_Task requirements_: Restate all of the material, keeping every line identical to the original.

_Material shown_:
● ● ● ● ●

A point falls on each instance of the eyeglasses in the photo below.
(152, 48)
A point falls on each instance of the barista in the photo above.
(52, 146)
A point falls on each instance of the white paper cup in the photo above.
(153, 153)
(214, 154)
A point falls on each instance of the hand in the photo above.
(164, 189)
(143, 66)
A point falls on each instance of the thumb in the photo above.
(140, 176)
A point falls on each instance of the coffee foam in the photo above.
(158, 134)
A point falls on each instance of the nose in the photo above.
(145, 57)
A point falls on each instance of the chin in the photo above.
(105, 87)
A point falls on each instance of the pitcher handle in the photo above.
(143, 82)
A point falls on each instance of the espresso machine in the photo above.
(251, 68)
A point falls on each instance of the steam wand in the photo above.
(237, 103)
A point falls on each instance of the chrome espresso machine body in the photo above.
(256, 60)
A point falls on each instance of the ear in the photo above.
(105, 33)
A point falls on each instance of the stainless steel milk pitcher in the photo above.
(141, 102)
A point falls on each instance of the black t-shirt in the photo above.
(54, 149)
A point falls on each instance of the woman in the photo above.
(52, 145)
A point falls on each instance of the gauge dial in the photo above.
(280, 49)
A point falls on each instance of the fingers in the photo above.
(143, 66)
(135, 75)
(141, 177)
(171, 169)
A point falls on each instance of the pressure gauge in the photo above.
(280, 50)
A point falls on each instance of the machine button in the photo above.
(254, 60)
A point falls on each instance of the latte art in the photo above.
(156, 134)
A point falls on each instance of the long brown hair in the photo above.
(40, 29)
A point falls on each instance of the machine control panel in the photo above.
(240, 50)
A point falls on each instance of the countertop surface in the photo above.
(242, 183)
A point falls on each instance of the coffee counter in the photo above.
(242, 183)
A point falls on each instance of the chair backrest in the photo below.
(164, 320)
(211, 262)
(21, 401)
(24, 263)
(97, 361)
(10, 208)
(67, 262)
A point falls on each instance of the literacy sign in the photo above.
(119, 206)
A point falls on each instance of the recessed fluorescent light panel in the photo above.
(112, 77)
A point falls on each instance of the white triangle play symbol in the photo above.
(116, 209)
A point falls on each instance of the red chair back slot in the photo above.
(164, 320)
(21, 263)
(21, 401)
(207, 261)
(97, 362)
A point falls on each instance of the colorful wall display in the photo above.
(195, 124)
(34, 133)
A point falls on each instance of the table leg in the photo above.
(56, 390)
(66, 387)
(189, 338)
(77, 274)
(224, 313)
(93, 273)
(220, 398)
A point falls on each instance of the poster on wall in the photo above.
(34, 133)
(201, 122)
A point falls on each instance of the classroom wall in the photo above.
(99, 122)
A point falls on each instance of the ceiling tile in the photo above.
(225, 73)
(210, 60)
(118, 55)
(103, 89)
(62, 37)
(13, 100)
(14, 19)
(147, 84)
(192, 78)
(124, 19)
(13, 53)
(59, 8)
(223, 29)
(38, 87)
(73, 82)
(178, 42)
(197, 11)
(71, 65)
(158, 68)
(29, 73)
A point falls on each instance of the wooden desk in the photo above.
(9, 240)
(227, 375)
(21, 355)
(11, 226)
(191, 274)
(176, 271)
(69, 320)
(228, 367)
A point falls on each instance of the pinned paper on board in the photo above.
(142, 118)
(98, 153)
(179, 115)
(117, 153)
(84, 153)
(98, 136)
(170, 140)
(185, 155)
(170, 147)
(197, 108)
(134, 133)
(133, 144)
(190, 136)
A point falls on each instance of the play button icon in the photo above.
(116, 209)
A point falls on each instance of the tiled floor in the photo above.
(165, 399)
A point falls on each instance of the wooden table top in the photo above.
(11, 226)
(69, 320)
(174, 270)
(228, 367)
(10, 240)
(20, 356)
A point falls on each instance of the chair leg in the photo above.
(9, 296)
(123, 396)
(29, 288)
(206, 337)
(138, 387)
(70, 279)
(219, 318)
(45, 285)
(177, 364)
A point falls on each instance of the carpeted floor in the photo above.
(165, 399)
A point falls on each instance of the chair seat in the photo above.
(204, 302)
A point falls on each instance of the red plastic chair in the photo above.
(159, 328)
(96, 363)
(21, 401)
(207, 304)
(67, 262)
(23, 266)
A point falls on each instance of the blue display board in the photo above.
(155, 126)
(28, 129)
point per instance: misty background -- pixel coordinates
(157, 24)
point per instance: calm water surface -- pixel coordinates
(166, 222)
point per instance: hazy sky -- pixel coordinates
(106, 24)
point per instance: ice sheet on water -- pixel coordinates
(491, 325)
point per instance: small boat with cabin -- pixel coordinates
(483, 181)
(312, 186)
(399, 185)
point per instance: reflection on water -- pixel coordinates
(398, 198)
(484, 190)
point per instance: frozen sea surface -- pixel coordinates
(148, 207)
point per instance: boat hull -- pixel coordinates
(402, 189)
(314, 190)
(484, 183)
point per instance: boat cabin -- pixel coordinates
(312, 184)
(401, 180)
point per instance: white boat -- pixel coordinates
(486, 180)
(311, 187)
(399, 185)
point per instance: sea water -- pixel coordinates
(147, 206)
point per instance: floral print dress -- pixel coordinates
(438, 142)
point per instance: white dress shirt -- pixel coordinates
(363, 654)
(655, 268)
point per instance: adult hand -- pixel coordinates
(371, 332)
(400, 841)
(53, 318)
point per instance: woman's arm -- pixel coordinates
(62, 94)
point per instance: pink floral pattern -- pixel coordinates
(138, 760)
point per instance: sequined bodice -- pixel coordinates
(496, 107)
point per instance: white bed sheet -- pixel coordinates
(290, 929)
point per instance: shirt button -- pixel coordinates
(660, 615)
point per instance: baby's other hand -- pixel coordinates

● ● ● ● ●

_The answer_:
A point falls on each instance of the eyeglasses in the photo below.
(152, 48)
A point falls on each instance of the barista in the photo above.
(52, 146)
A point falls on each instance of the white paper cup in the photo above.
(153, 153)
(214, 154)
A point falls on each instance of the hand in the photo above.
(164, 189)
(143, 66)
A point falls on each instance of the thumb in the photo above.
(140, 176)
A point falls on each instance of the coffee foam in the photo above.
(158, 134)
A point falls on each instance of the nose in the photo above.
(145, 57)
A point falls on each instance of the chin in the photo above.
(105, 87)
A point falls on each instance of the pitcher handle in the photo above.
(143, 82)
A point falls on each instance of the espresso machine in the photo above.
(251, 68)
A point falls on each instance of the steam wand in the photo above.
(237, 103)
A point falls on each instance of the chrome espresso machine body in the photo above.
(256, 60)
A point falls on each instance of the ear in the photo above.
(105, 33)
A point falls on each instance of the stainless steel milk pitcher in the photo above.
(141, 102)
A point falls on each instance of the black t-shirt in the photo above.
(54, 149)
A point falls on each instance of the woman in the photo above.
(52, 145)
A point falls on each instance of the gauge dial in the photo above.
(280, 49)
A point falls on each instance of the fingers in the photo above.
(143, 66)
(135, 75)
(141, 177)
(171, 169)
A point falls on each instance of the pressure gauge in the photo above.
(280, 50)
A point falls on each instance of the machine button in the photo above.
(254, 60)
A point falls on each instance of the latte art in the photo above.
(156, 134)
A point falls on each instance of the long brown hair in the photo above.
(40, 29)
A point falls on each instance of the machine control panel in the photo above.
(240, 50)
A point falls on each instance of the countertop surface in the photo above.
(242, 183)
A point falls on each instance of the coffee counter in the photo above.
(242, 183)
A point falls on each instance of the chair backrest in the photo below.
(164, 320)
(211, 262)
(21, 401)
(24, 263)
(97, 361)
(10, 208)
(67, 262)
A point falls on each instance of the literacy sign in the photo above.
(119, 206)
A point falls on each instance of the recessed fluorescent light panel in the photo above.
(112, 77)
A point falls on each instance of the white triangle play symbol in the photo above.
(116, 209)
A point falls on each instance of the red chair back slot in the photo above.
(164, 320)
(21, 263)
(21, 401)
(207, 261)
(97, 362)
A point falls on each instance of the colorful wall display in the photo above.
(195, 124)
(34, 133)
A point falls on each instance of the table leg in the photo above.
(56, 390)
(66, 387)
(189, 338)
(77, 274)
(224, 313)
(93, 273)
(220, 398)
A point falls on each instance of the poster on wall in the photo above.
(34, 133)
(201, 122)
A point falls on each instance of the classroom wall in the photo above.
(99, 122)
A point falls on each instance of the ceiling tile in the photo above.
(225, 73)
(210, 60)
(118, 55)
(103, 89)
(62, 37)
(13, 100)
(14, 19)
(147, 84)
(192, 78)
(124, 19)
(13, 53)
(59, 8)
(223, 29)
(38, 87)
(73, 82)
(178, 42)
(197, 11)
(71, 65)
(158, 68)
(29, 73)
A point falls on each instance of the wooden desk in the photo above.
(9, 240)
(227, 375)
(21, 355)
(11, 226)
(191, 274)
(176, 271)
(69, 320)
(228, 367)
A point falls on each instance of the pinned paper on board in the photo above.
(142, 118)
(98, 153)
(179, 115)
(117, 153)
(84, 153)
(98, 136)
(170, 140)
(185, 155)
(170, 147)
(197, 108)
(134, 133)
(133, 144)
(190, 136)
A point falls on each instance of the play button icon in the photo above.
(116, 209)
A point falls on each instance of the tiled floor in the photo above.
(165, 399)
A point falls on each instance of the wooden table top in the photo above.
(11, 226)
(69, 320)
(174, 270)
(228, 367)
(10, 240)
(20, 356)
A point falls on each instance of the chair leg in the photo above.
(9, 296)
(123, 396)
(29, 288)
(206, 337)
(138, 387)
(70, 279)
(219, 318)
(45, 285)
(177, 364)
A point falls on each instance of the carpeted floor in the photo above.
(165, 399)
A point falls on each instance of the chair seat in the photo above.
(204, 302)
A point falls on each instance of the red plastic chair in the photo above.
(159, 328)
(96, 363)
(21, 401)
(207, 304)
(67, 262)
(23, 266)
A point falls on each instance of the blue display board in the photo above.
(155, 126)
(28, 129)
point per instance: misty background -- pixel coordinates
(157, 24)
point per instance: calm water surface -- pixel coordinates
(166, 222)
point per instance: hazy sky -- pixel coordinates
(106, 24)
point per instance: ice sheet on water -- pixel coordinates
(491, 325)
point per instance: small boat with cabin -- pixel coordinates
(483, 181)
(312, 186)
(399, 185)
point per instance: reflection on water -- pixel coordinates
(398, 198)
(484, 190)
point per instance: frozen sea surface -- pixel coordinates
(148, 207)
point per instance: boat hull -- pixel coordinates
(402, 189)
(314, 190)
(484, 183)
point per instance: boat cabin -- pixel coordinates
(312, 184)
(401, 180)
point per instance: white boat -- pixel coordinates
(486, 180)
(311, 187)
(399, 185)
point per instance: sea water -- pixel coordinates
(147, 206)
point per instance: floral print dress -- pixel coordinates
(438, 142)
point per instance: white dress shirt -- pixel coordinates
(363, 654)
(655, 268)
point per instance: adult hand -- pixel coordinates
(371, 332)
(400, 841)
(53, 318)
point per instance: woman's arm -- pixel coordinates
(62, 94)
point per instance: pink floral pattern -- pixel coordinates
(138, 760)
point per instance: sequined bodice -- pixel coordinates
(496, 107)
point per instance: white bed sheet -- pixel coordinates
(290, 929)
point per instance: shirt button -- pixel coordinates
(660, 615)
point per instance: baby's other hand -- pixel coordinates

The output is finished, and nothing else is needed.